-- START Data shown --

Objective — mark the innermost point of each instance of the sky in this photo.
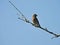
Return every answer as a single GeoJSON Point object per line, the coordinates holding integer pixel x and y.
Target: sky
{"type": "Point", "coordinates": [17, 32]}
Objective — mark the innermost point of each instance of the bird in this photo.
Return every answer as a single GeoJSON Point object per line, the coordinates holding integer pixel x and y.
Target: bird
{"type": "Point", "coordinates": [35, 20]}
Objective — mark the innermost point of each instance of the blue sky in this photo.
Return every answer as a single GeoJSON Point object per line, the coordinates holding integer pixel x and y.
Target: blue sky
{"type": "Point", "coordinates": [16, 32]}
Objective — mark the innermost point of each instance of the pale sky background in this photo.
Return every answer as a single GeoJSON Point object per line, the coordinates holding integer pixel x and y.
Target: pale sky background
{"type": "Point", "coordinates": [16, 32]}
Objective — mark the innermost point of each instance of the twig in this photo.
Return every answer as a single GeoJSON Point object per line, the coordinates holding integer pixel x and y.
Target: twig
{"type": "Point", "coordinates": [27, 21]}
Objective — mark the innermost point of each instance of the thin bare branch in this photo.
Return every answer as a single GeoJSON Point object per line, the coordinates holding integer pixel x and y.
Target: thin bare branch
{"type": "Point", "coordinates": [27, 21]}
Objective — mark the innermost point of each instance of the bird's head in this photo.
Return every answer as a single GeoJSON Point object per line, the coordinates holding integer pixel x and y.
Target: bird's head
{"type": "Point", "coordinates": [34, 15]}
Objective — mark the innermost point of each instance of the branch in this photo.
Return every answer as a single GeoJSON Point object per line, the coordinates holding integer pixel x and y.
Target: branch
{"type": "Point", "coordinates": [27, 21]}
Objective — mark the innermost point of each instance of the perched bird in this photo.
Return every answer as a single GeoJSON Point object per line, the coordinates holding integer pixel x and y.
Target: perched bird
{"type": "Point", "coordinates": [35, 20]}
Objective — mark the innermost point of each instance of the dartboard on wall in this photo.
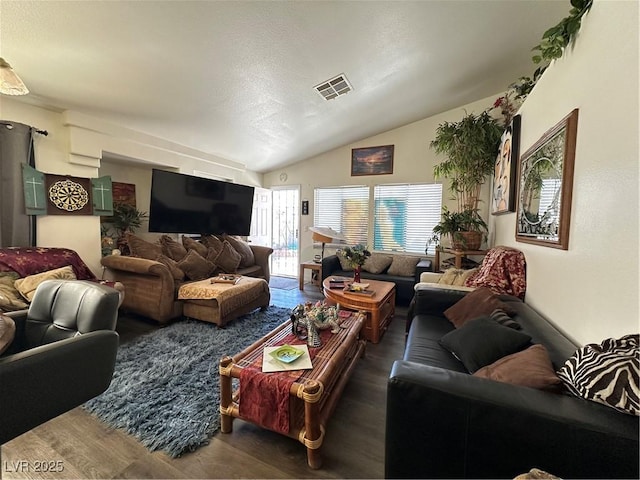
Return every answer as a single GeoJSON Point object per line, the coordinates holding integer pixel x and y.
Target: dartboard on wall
{"type": "Point", "coordinates": [68, 195]}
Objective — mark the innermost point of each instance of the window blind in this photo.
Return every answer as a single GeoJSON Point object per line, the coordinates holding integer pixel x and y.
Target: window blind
{"type": "Point", "coordinates": [404, 216]}
{"type": "Point", "coordinates": [345, 209]}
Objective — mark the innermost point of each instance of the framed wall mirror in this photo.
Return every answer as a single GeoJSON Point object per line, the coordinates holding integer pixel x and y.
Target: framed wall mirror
{"type": "Point", "coordinates": [545, 182]}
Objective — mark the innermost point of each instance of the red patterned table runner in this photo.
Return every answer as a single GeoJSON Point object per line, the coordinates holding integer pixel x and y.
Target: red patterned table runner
{"type": "Point", "coordinates": [264, 397]}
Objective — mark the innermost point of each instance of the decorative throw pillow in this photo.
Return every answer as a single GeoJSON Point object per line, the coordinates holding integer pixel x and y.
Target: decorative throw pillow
{"type": "Point", "coordinates": [481, 301]}
{"type": "Point", "coordinates": [246, 254]}
{"type": "Point", "coordinates": [172, 249]}
{"type": "Point", "coordinates": [344, 264]}
{"type": "Point", "coordinates": [175, 271]}
{"type": "Point", "coordinates": [142, 249]}
{"type": "Point", "coordinates": [227, 259]}
{"type": "Point", "coordinates": [27, 286]}
{"type": "Point", "coordinates": [10, 298]}
{"type": "Point", "coordinates": [7, 332]}
{"type": "Point", "coordinates": [403, 266]}
{"type": "Point", "coordinates": [502, 318]}
{"type": "Point", "coordinates": [529, 368]}
{"type": "Point", "coordinates": [450, 275]}
{"type": "Point", "coordinates": [482, 341]}
{"type": "Point", "coordinates": [377, 263]}
{"type": "Point", "coordinates": [191, 244]}
{"type": "Point", "coordinates": [606, 373]}
{"type": "Point", "coordinates": [211, 241]}
{"type": "Point", "coordinates": [195, 267]}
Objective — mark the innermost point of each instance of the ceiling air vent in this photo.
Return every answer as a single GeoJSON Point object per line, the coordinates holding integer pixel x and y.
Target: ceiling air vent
{"type": "Point", "coordinates": [335, 87]}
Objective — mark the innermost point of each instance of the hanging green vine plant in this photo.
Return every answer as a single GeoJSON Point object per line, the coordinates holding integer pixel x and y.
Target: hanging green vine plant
{"type": "Point", "coordinates": [552, 46]}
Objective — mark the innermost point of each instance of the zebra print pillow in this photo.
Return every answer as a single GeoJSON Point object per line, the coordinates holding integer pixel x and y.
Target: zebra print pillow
{"type": "Point", "coordinates": [607, 373]}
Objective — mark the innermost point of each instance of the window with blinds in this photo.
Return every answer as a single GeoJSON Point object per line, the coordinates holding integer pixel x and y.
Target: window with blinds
{"type": "Point", "coordinates": [345, 209]}
{"type": "Point", "coordinates": [404, 216]}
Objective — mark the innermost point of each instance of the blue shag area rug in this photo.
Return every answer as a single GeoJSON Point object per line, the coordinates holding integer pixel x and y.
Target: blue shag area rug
{"type": "Point", "coordinates": [165, 390]}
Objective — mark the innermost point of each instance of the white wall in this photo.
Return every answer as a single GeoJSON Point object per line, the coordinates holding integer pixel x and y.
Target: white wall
{"type": "Point", "coordinates": [591, 290]}
{"type": "Point", "coordinates": [76, 145]}
{"type": "Point", "coordinates": [413, 163]}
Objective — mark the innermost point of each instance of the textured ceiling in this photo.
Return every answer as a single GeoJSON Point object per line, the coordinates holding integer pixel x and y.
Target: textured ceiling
{"type": "Point", "coordinates": [235, 78]}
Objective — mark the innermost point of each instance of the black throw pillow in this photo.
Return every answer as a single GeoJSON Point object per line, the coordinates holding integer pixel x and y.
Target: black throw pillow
{"type": "Point", "coordinates": [482, 341]}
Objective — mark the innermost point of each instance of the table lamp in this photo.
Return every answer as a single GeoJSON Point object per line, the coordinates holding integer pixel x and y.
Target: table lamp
{"type": "Point", "coordinates": [325, 235]}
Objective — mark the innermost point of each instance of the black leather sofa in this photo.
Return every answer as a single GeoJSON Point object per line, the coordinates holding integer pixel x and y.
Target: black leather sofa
{"type": "Point", "coordinates": [442, 422]}
{"type": "Point", "coordinates": [63, 354]}
{"type": "Point", "coordinates": [404, 285]}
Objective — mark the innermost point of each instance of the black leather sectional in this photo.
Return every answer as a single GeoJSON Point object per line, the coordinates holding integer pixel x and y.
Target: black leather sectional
{"type": "Point", "coordinates": [442, 422]}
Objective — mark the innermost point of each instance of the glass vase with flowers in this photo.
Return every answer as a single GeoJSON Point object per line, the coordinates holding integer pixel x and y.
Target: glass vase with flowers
{"type": "Point", "coordinates": [355, 257]}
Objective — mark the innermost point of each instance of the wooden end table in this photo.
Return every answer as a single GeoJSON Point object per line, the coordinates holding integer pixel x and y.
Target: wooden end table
{"type": "Point", "coordinates": [379, 307]}
{"type": "Point", "coordinates": [316, 273]}
{"type": "Point", "coordinates": [313, 396]}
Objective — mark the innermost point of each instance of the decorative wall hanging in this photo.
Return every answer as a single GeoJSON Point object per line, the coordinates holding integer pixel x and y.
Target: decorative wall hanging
{"type": "Point", "coordinates": [545, 186]}
{"type": "Point", "coordinates": [372, 160]}
{"type": "Point", "coordinates": [504, 177]}
{"type": "Point", "coordinates": [68, 195]}
{"type": "Point", "coordinates": [47, 194]}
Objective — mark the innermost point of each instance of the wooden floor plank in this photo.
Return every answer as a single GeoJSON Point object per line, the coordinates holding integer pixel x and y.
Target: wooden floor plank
{"type": "Point", "coordinates": [353, 446]}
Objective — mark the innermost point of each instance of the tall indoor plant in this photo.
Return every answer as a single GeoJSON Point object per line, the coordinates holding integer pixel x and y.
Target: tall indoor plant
{"type": "Point", "coordinates": [470, 147]}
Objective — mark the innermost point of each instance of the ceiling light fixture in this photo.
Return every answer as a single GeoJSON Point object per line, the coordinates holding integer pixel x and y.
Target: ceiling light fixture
{"type": "Point", "coordinates": [10, 83]}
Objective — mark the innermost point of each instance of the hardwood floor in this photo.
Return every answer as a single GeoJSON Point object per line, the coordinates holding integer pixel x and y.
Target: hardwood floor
{"type": "Point", "coordinates": [78, 445]}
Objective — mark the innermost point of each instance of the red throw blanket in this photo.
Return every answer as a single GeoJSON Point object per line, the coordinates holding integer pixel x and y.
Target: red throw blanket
{"type": "Point", "coordinates": [27, 261]}
{"type": "Point", "coordinates": [503, 270]}
{"type": "Point", "coordinates": [264, 397]}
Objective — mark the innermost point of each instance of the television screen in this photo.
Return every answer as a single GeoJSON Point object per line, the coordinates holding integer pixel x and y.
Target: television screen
{"type": "Point", "coordinates": [186, 204]}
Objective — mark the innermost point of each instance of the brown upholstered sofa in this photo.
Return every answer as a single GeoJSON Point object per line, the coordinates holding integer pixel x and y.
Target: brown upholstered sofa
{"type": "Point", "coordinates": [154, 273]}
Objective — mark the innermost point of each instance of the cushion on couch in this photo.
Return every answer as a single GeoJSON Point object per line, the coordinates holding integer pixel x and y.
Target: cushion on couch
{"type": "Point", "coordinates": [606, 373]}
{"type": "Point", "coordinates": [377, 263]}
{"type": "Point", "coordinates": [212, 242]}
{"type": "Point", "coordinates": [530, 368]}
{"type": "Point", "coordinates": [7, 332]}
{"type": "Point", "coordinates": [172, 248]}
{"type": "Point", "coordinates": [141, 248]}
{"type": "Point", "coordinates": [195, 267]}
{"type": "Point", "coordinates": [175, 270]}
{"type": "Point", "coordinates": [27, 286]}
{"type": "Point", "coordinates": [191, 244]}
{"type": "Point", "coordinates": [228, 259]}
{"type": "Point", "coordinates": [480, 301]}
{"type": "Point", "coordinates": [246, 254]}
{"type": "Point", "coordinates": [10, 298]}
{"type": "Point", "coordinates": [482, 341]}
{"type": "Point", "coordinates": [403, 266]}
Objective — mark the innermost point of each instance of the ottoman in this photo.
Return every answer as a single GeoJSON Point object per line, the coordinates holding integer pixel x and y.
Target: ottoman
{"type": "Point", "coordinates": [220, 302]}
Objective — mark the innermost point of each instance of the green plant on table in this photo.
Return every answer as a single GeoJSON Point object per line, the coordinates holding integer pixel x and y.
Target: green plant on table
{"type": "Point", "coordinates": [356, 255]}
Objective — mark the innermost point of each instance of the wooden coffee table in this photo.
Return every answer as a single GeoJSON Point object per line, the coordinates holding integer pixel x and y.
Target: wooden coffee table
{"type": "Point", "coordinates": [379, 307]}
{"type": "Point", "coordinates": [313, 396]}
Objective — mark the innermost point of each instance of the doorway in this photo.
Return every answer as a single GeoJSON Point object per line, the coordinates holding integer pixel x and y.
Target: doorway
{"type": "Point", "coordinates": [285, 228]}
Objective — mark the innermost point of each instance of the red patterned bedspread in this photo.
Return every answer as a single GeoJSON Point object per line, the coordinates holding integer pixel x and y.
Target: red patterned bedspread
{"type": "Point", "coordinates": [27, 261]}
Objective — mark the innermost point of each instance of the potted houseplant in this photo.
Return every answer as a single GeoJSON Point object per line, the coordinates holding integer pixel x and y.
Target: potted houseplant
{"type": "Point", "coordinates": [355, 257]}
{"type": "Point", "coordinates": [470, 146]}
{"type": "Point", "coordinates": [125, 218]}
{"type": "Point", "coordinates": [466, 229]}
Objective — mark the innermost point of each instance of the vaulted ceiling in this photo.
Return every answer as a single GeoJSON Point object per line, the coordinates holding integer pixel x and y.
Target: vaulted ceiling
{"type": "Point", "coordinates": [236, 78]}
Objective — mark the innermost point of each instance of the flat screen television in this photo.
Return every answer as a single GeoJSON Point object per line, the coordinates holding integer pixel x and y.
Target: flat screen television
{"type": "Point", "coordinates": [187, 204]}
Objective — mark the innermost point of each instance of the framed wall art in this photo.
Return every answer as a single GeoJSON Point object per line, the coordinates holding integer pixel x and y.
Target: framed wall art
{"type": "Point", "coordinates": [503, 199]}
{"type": "Point", "coordinates": [545, 182]}
{"type": "Point", "coordinates": [372, 160]}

-- END Data shown --

_Instructions to follow_.
Reproduce exactly the line that holds "houseplant in this photo.", then every line after it, ending with the final line of the records above.

_Answer_.
Objective — mark the innermost point of each instance of the potted houseplant in this photo.
Return every answer as a single GeoJSON Point object per line, the coordinates holding integer pixel x and y.
Target: potted houseplant
{"type": "Point", "coordinates": [355, 257]}
{"type": "Point", "coordinates": [470, 146]}
{"type": "Point", "coordinates": [125, 218]}
{"type": "Point", "coordinates": [466, 229]}
Objective — mark the innermost point of each instance of the vaulted ceiling in this photo.
Return every answer as a single GeoJSON Point object per line, the coordinates holding integer pixel x and y.
Target: vaulted ceiling
{"type": "Point", "coordinates": [236, 78]}
Objective — mark the innermost point of each instance of the flat screen television in this photo.
Return every answer as a single GeoJSON Point object per line, the coordinates holding integer pixel x and y.
Target: flat screen television
{"type": "Point", "coordinates": [187, 204]}
Objective — mark the innermost point of each instance of the framed wall art in this photo.
Return every answer as a single GeoJSON Point object per line, the coordinates holding integer pixel x and y.
Target: framed wall art
{"type": "Point", "coordinates": [503, 199]}
{"type": "Point", "coordinates": [545, 182]}
{"type": "Point", "coordinates": [372, 160]}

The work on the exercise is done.